### What to produce
Which lines of the data below contain the word "this"? List each one in full, and treat uppercase and lowercase as different.

### Data
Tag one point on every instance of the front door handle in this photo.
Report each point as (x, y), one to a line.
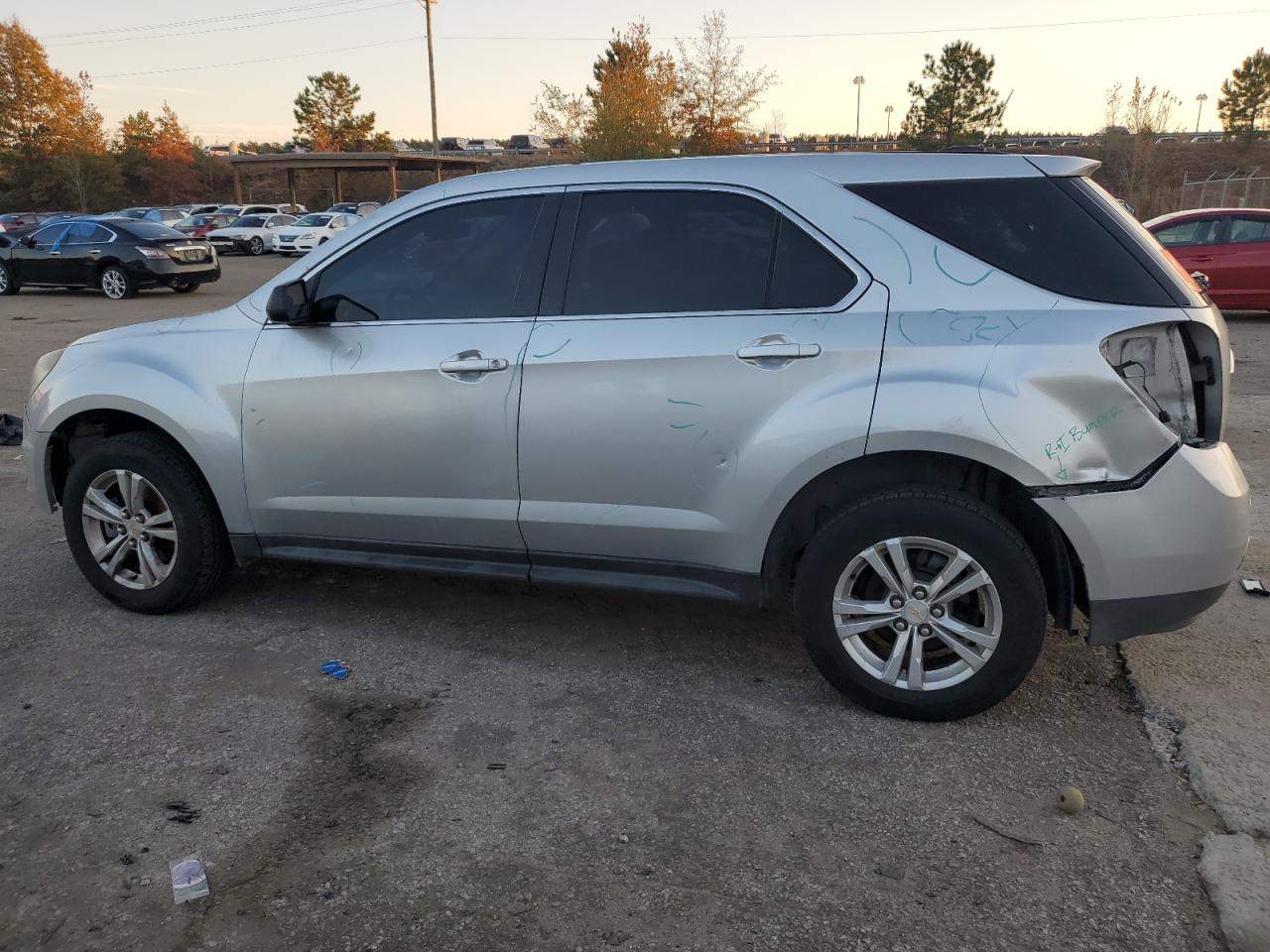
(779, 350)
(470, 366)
--
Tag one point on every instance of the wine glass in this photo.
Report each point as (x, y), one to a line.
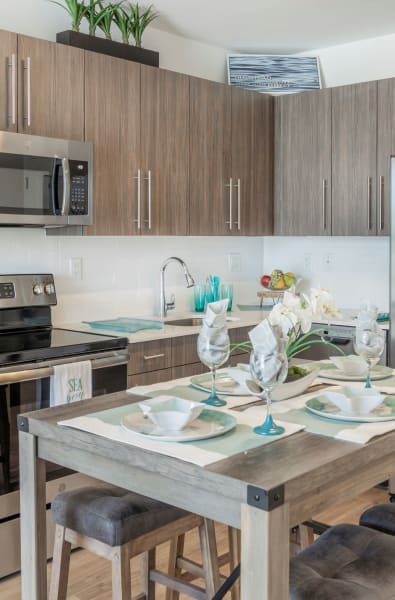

### Result of the task
Tag one point on every instance of the front door handle in this photo.
Tag one point on every instance of the wine glass in this photo.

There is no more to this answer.